Assigned task →
Lines holding the string "bucket" are the ones to copy from this listing.

Records for this task →
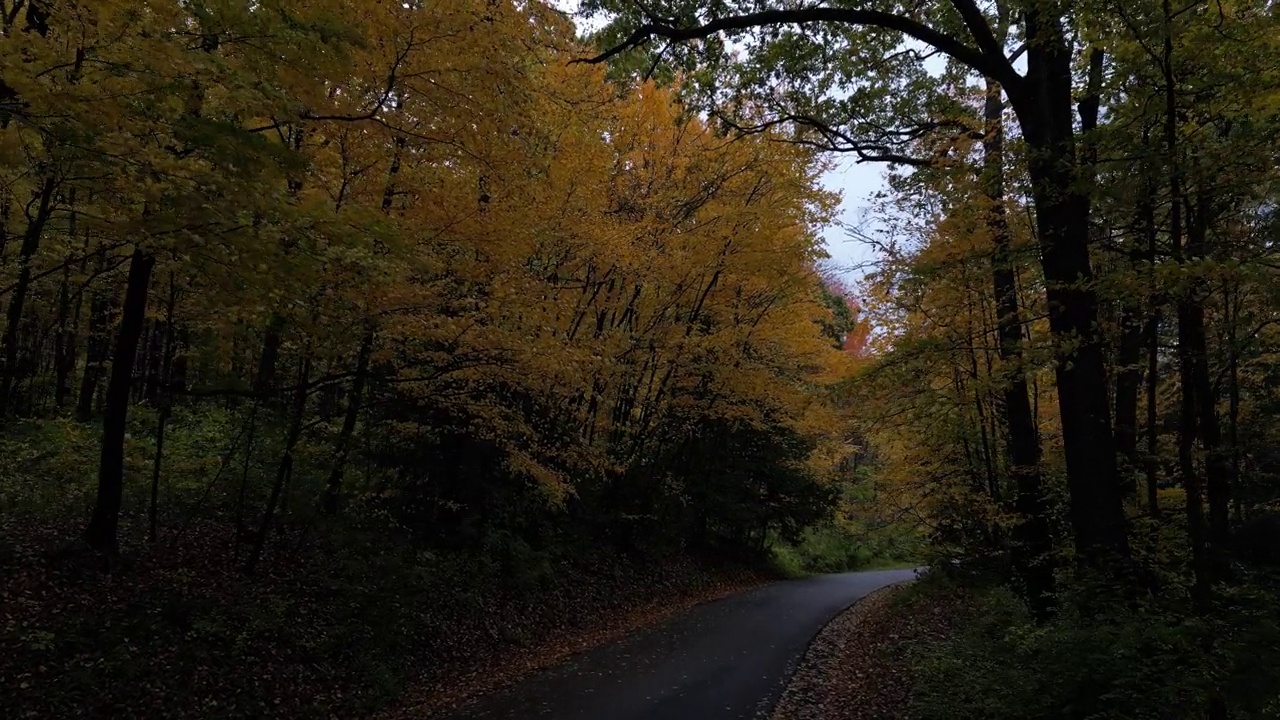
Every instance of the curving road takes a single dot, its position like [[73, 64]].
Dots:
[[726, 660]]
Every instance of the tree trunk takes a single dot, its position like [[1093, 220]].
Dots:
[[1032, 538], [1128, 383], [95, 355], [284, 470], [1043, 106], [101, 532], [165, 399], [64, 343], [1152, 460], [13, 317], [1216, 463], [333, 490]]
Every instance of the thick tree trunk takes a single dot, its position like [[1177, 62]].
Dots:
[[1043, 106], [101, 532], [333, 488], [1032, 538], [1216, 463]]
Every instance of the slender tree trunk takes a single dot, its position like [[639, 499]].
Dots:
[[165, 400], [1032, 538], [95, 355], [1152, 460], [284, 470], [1128, 383], [101, 532], [13, 317], [333, 488], [1188, 415], [64, 349], [1043, 105], [1233, 418], [241, 495]]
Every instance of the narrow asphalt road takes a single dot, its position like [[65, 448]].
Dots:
[[726, 660]]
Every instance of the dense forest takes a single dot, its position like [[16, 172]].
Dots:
[[347, 346]]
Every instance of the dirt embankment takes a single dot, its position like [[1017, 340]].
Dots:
[[858, 668]]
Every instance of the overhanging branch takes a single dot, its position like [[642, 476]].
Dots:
[[987, 59]]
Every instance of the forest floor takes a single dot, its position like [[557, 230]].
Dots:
[[178, 630], [859, 666]]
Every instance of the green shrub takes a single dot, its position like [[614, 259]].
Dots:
[[1134, 661]]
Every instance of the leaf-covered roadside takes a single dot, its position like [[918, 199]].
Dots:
[[328, 632], [859, 666]]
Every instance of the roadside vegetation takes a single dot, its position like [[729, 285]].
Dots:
[[1072, 382], [356, 352]]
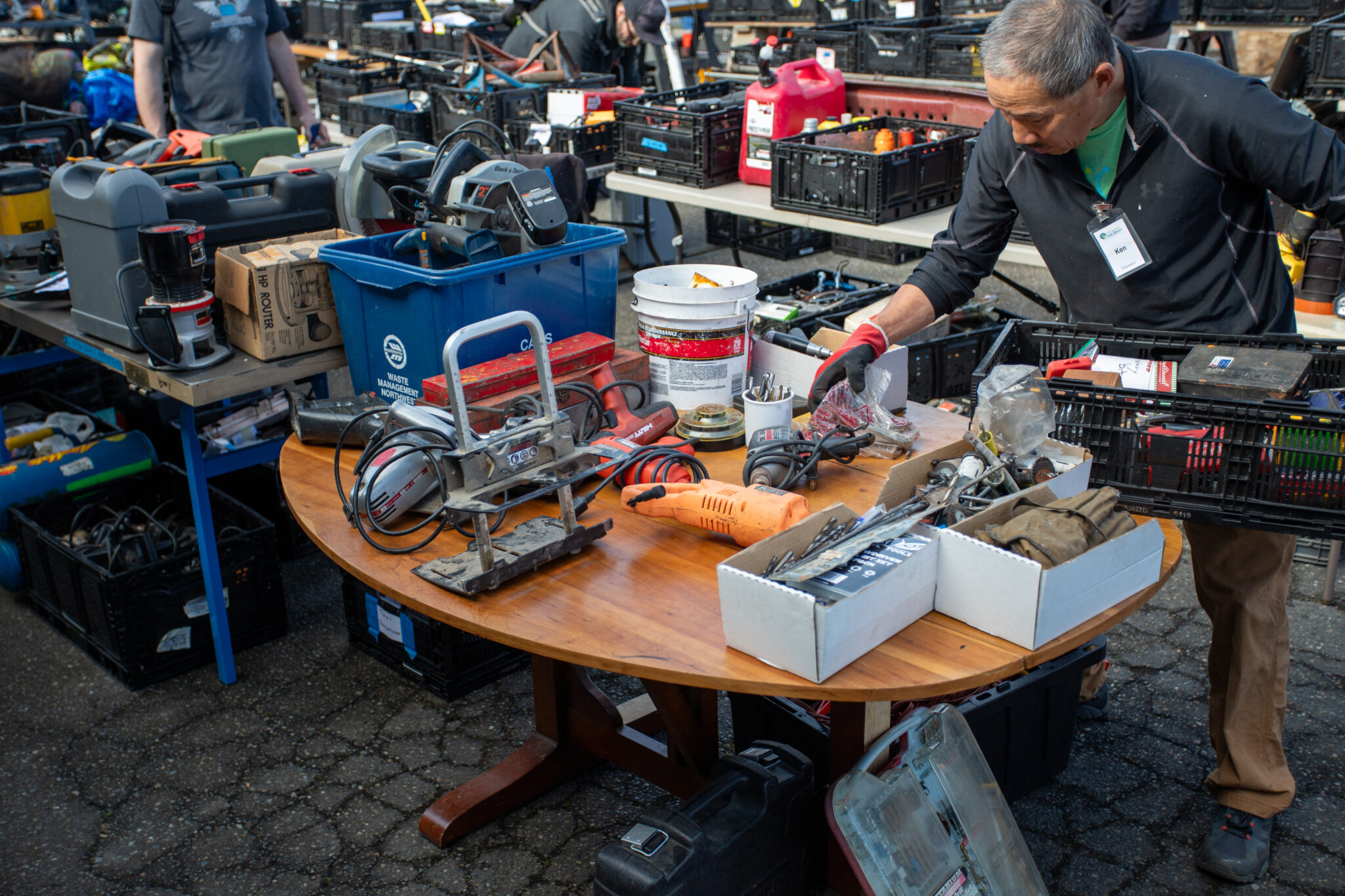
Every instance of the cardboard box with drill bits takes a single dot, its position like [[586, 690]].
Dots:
[[1020, 601], [811, 636], [277, 297]]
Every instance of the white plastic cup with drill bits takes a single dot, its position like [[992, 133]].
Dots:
[[767, 414]]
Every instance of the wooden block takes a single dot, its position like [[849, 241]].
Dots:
[[626, 364], [519, 370], [1097, 378]]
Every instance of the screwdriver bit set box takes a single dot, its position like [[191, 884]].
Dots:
[[816, 636]]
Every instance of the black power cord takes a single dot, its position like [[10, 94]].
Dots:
[[799, 457]]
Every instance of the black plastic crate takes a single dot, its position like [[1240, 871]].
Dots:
[[1269, 11], [661, 140], [1327, 60], [1324, 268], [876, 250], [762, 11], [150, 624], [393, 108], [385, 37], [764, 237], [841, 38], [447, 661], [357, 12], [594, 144], [956, 54], [822, 175], [337, 81], [899, 47], [37, 123], [1024, 726], [1262, 465]]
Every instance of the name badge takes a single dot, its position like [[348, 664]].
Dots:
[[1118, 241]]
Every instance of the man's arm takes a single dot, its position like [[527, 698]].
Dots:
[[150, 85], [287, 73]]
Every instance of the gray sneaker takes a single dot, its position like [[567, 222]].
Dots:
[[1237, 847]]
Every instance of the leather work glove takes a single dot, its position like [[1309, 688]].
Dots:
[[849, 362]]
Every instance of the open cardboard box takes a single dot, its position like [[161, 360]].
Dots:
[[1017, 599], [795, 630]]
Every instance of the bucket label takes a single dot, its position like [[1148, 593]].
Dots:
[[699, 344]]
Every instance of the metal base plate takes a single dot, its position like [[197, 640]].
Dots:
[[529, 545]]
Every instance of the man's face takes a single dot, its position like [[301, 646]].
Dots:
[[1044, 124], [625, 30]]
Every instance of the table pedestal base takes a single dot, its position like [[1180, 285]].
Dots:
[[577, 727]]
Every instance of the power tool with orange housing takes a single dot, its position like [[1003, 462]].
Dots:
[[745, 513]]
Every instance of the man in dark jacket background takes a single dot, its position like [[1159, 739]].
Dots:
[[600, 35], [1106, 151], [1142, 23]]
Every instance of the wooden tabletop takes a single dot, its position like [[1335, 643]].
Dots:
[[645, 601]]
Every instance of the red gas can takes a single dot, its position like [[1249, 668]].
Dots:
[[776, 106]]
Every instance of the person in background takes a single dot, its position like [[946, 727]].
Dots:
[[600, 35], [1142, 177], [1142, 23], [225, 55]]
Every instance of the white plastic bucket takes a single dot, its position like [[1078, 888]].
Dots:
[[697, 337]]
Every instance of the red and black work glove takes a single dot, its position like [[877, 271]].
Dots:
[[849, 362]]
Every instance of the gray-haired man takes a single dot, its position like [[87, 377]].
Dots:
[[1142, 177]]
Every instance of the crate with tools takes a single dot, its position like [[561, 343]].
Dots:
[[686, 136], [871, 171], [346, 78], [763, 237], [118, 570], [903, 47], [1237, 430], [445, 661]]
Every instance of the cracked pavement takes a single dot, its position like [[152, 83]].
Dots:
[[310, 774]]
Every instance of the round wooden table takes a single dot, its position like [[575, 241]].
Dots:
[[645, 602]]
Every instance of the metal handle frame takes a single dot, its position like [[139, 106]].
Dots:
[[467, 440]]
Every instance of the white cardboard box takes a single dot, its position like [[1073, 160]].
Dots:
[[1015, 598], [797, 370], [797, 631]]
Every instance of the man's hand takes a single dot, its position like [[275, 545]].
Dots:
[[849, 362]]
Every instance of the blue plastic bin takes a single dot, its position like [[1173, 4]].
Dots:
[[396, 316]]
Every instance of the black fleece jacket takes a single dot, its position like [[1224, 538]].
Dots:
[[1202, 146]]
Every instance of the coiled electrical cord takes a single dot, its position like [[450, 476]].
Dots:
[[801, 457]]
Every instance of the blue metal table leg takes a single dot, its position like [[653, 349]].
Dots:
[[206, 543]]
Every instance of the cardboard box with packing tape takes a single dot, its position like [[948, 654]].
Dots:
[[276, 296]]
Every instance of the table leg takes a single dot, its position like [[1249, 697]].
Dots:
[[206, 544], [579, 727], [854, 726]]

Result of the exercise →
Every instance of the bucket label takes a single dot, its position like [[1148, 593]].
Every instance of the white plastic bucket takes a single dot, its position like [[1078, 888]].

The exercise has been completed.